Start Records shown
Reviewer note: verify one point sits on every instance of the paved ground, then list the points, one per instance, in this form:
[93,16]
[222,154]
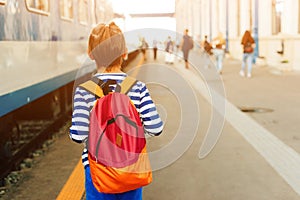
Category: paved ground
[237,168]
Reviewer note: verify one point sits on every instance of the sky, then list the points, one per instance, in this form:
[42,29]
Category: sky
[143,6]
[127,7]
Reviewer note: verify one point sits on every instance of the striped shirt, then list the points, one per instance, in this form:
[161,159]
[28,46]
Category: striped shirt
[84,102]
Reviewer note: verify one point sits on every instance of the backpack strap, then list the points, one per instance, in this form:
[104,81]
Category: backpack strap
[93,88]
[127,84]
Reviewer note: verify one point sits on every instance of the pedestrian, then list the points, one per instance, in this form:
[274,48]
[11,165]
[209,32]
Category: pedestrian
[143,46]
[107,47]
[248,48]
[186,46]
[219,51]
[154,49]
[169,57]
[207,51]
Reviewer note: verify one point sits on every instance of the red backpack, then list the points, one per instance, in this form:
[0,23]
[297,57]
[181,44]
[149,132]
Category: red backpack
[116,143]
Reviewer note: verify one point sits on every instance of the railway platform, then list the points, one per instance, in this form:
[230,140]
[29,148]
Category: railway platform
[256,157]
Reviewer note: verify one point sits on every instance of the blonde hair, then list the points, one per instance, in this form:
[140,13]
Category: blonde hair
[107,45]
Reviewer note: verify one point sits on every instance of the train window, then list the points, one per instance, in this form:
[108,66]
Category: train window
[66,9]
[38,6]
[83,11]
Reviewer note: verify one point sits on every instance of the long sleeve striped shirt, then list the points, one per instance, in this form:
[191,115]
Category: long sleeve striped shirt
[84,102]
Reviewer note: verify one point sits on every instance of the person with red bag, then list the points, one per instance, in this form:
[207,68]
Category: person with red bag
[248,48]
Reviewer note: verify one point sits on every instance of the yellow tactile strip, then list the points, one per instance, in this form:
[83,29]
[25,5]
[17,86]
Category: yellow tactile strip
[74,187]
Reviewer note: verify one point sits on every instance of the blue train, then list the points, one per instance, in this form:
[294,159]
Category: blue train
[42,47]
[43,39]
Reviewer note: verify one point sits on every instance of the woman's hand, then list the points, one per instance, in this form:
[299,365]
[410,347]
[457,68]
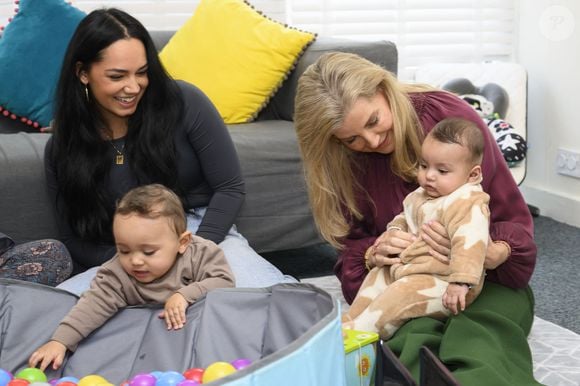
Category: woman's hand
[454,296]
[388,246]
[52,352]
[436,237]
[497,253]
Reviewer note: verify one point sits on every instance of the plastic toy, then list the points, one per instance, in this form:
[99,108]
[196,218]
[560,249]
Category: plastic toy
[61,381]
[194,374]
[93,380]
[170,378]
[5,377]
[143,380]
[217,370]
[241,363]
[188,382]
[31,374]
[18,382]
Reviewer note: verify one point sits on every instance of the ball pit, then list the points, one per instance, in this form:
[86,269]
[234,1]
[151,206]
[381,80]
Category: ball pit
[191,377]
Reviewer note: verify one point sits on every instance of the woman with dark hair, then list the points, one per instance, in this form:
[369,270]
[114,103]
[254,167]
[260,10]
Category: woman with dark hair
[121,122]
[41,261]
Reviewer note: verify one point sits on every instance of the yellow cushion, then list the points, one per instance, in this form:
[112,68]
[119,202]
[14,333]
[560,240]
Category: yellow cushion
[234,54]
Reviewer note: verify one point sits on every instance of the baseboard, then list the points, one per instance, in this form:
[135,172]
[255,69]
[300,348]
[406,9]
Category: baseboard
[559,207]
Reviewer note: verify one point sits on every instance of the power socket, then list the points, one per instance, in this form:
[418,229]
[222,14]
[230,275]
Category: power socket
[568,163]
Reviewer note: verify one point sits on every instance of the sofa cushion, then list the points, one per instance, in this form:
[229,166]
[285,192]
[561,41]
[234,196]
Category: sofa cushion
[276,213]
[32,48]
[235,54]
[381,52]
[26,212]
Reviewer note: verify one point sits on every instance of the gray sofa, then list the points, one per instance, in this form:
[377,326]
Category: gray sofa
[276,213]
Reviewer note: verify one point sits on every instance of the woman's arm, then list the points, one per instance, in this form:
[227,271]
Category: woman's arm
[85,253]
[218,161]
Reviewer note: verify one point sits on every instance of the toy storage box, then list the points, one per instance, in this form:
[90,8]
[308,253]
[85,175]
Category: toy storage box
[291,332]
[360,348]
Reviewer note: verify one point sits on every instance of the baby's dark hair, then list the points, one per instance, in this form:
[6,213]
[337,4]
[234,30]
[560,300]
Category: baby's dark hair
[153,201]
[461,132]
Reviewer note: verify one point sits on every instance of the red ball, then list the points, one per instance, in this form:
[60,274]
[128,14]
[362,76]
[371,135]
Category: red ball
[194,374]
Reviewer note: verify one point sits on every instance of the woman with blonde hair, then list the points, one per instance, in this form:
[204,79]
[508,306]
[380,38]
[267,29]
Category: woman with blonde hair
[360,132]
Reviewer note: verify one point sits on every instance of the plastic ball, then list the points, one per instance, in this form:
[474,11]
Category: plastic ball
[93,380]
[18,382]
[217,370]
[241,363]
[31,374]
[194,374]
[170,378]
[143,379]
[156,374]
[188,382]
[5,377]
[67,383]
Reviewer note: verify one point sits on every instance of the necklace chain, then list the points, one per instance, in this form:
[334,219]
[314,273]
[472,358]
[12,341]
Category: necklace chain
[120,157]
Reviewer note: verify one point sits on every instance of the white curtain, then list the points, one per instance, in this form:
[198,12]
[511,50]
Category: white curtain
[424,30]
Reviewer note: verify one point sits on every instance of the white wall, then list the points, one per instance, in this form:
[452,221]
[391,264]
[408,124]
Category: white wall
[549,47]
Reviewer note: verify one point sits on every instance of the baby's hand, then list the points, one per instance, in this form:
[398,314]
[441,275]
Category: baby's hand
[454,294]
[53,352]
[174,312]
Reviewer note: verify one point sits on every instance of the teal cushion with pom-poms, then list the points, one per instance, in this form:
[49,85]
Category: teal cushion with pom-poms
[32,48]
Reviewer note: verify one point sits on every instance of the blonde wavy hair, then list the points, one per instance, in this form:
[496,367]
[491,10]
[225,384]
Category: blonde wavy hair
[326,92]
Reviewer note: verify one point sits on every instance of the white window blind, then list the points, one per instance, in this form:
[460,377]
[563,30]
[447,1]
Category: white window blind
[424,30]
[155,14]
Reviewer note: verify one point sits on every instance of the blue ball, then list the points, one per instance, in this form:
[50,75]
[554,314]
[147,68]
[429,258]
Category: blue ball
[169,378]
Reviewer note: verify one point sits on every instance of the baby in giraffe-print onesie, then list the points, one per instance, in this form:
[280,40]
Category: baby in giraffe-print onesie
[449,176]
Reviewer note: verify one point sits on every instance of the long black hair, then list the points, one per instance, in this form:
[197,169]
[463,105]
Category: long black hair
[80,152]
End Records shown
Without the pictures, copy the material exactly as given.

Reviewer note: verify one point sits on every instance of the paved ground, then list the points, one per instance, in this form:
[93,16]
[222,154]
Category: paved ground
[237,168]
Reviewer note: verify one point sits on every instance of the sky, then list the points, one per instance, in this form:
[42,29]
Category: sky
[143,6]
[127,7]
Reviewer note: verify one point sits on every instance of the striped shirt, then list the points, one per instance, in this form:
[161,159]
[28,46]
Category: striped shirt
[84,102]
Reviewer note: verify one point sits on every instance of the backpack strap, then list the points, one per instance, in this form:
[104,81]
Category: backpack strap
[93,88]
[127,84]
Reviewer note: verify one point sits on every instance of the pedestrian, then list the points, one per instance, in this form:
[274,48]
[11,165]
[209,32]
Category: pedestrian
[143,46]
[107,47]
[248,48]
[186,46]
[219,51]
[154,49]
[169,57]
[207,51]
Reviewer note: verify one point sits on every instance of the red backpack, then list the points, one per instance, in this form:
[0,23]
[297,57]
[181,44]
[149,132]
Category: red backpack
[116,143]
Reviewer note: verify one point sits on every instance of the railway platform, then list the points, one per instance, in this form:
[230,140]
[29,148]
Category: railway platform
[256,157]
Reviewer note: verify one point sits on every instance of the blonde hair, then list the points, one per instance, in this form:
[140,13]
Category: blonde hair
[107,45]
Reviewer note: verify one point sits on every instance of the train window, then list the points, one per instance, in this form:
[108,66]
Category: train window
[66,9]
[38,6]
[83,11]
Reviewer note: verify one point sits on every instance of the long sleeve striped shirt, then list the points, one per instance, in this form:
[191,115]
Category: long sleeve striped shirt
[84,102]
Reviewer note: verify one point sits on every instance of the person with red bag, then list the points, one per instance, in this form:
[207,68]
Category: person with red bag
[248,48]
Reviewer note: verify one point sits on every instance of the yellow tactile strip, then list the points, one per instance, in this form:
[83,29]
[25,5]
[17,86]
Category: yellow tactile strip
[74,187]
Reviewer note: verify one point sits on every instance of the blue train, then list the points, one per instance, in this form:
[294,159]
Category: blue train
[42,47]
[43,39]
Reviewer note: verify one point sits on every instance of the woman's hand, then list the points, one per instance, in this form:
[299,365]
[410,347]
[457,68]
Category: woman's hand
[454,296]
[388,246]
[52,352]
[436,237]
[497,253]
Reviewer note: verify one point sits on every instance of the plastic toy, then list the points, one per instance, in this form:
[99,108]
[196,218]
[560,249]
Category: plastic toy
[61,381]
[194,374]
[93,380]
[170,378]
[5,377]
[143,380]
[217,370]
[241,363]
[188,382]
[31,374]
[18,382]
Reviewer note: verify one point sits on every instance of the ball pit, then list the points, one per instance, in this form:
[86,269]
[234,1]
[151,206]
[381,80]
Category: ball pit
[191,377]
Reviewer note: verify one point sits on every instance of the woman with dark hair, then list the points, one per instance, in this form:
[369,270]
[114,103]
[254,167]
[260,10]
Category: woman with dark hair
[121,122]
[41,261]
Reviewer note: verify one point sits on every instance of the yellow cushion, then list the points, one per instance, in this form:
[112,68]
[119,202]
[14,333]
[560,240]
Category: yellow cushion
[234,54]
Reviewer note: verify one point sits on every instance of the baseboard, then list the points, one per instance, in this form:
[135,172]
[255,69]
[300,348]
[406,9]
Category: baseboard
[559,207]
Reviewer note: verify one point sits on every instance of the power socket, then list the points, one per instance, in this form:
[418,229]
[222,14]
[230,275]
Category: power socket
[568,163]
Reviewer note: verify one point sits on every instance of the sofa cushion, then list the points, one per instance, in this form:
[229,166]
[285,192]
[561,41]
[234,196]
Category: sofa cushion
[276,213]
[32,48]
[235,54]
[381,52]
[26,212]
Reviewer note: verify one point sits on every instance of the gray sofa, then list the points, one per instance, in this form:
[377,326]
Category: gray sofa
[276,213]
Reviewer note: verify one point sits on every instance of the woman's arm, then list the points, one per instance, in this form:
[227,271]
Category: woman's arm
[85,253]
[218,161]
Reviewer note: verify one point sits on every instance of the toy storage box, then list the points, one per instance, in this form:
[90,8]
[308,253]
[85,175]
Category: toy storage box
[291,332]
[360,348]
Reviewer note: verify one point sits on every instance of the baby's dark hair, then list the points, one per instance, in this form:
[6,213]
[337,4]
[234,30]
[560,300]
Category: baby's dark hair
[153,201]
[461,132]
Reviewer note: verify one point sits on every instance of the red ball, then list the points, one per instance, in this form:
[60,274]
[128,14]
[362,76]
[371,135]
Category: red ball
[194,374]
Reviewer note: verify one point sits on every instance of the woman with blonde hair, then list the points, one per instance, in this form:
[204,79]
[508,306]
[380,38]
[267,29]
Category: woman with blonde hair
[360,132]
Reviewer note: verify one point sits on every instance of the plastic ball, then list the points, one per instance, in this form:
[474,11]
Category: plastic ball
[93,380]
[18,382]
[217,370]
[241,363]
[31,374]
[194,374]
[170,378]
[143,379]
[156,374]
[188,382]
[5,377]
[67,383]
Reviewer note: verify one point sits on every instance of the necklace chain, then list the points, one per instance, in this form:
[334,219]
[314,273]
[472,358]
[12,341]
Category: necklace chain
[120,157]
Reviewer note: verify one point sits on every instance of the white curtain, then list the points, one per instance, in this form:
[198,12]
[511,50]
Category: white curtain
[424,30]
Reviewer note: verify one point sits on every instance of the white wall, then list the points, one per instance, in this form:
[452,221]
[391,264]
[408,124]
Category: white wall
[549,47]
Reviewer note: verify one point sits on every instance of the baby's hand, then list the points, one per instance, in this form:
[398,314]
[441,275]
Category: baby's hand
[454,294]
[53,352]
[174,312]
Reviewer note: verify one point sits on every instance of the teal cushion with pom-poms, then list the points, one per instance, in this form:
[49,85]
Category: teal cushion with pom-poms
[32,48]
Reviewer note: verify one point sits on every instance of the blonde wavy hair, then list the points, one per instance, in this form:
[496,367]
[491,10]
[225,384]
Category: blonde wavy hair
[326,92]
Reviewer note: verify one point sits on every instance of the white window blind, then list the points, one per instance, in this form:
[460,377]
[563,30]
[447,1]
Category: white window blind
[424,30]
[155,14]
Reviewer note: verify one point sits on every instance of the blue ball, then list the points, one per instance, in this form:
[50,75]
[554,314]
[147,68]
[429,258]
Category: blue ball
[169,378]
Reviewer note: verify one point sits on every instance of the baby in giraffe-print onesie, then list the points, one per instance, in this form:
[280,40]
Category: baby in giraffe-print onesie
[449,176]
Reviewer note: verify one point sits on every instance of the long black hair, then list the points, one per instance, in this form:
[197,169]
[463,105]
Category: long black hair
[80,152]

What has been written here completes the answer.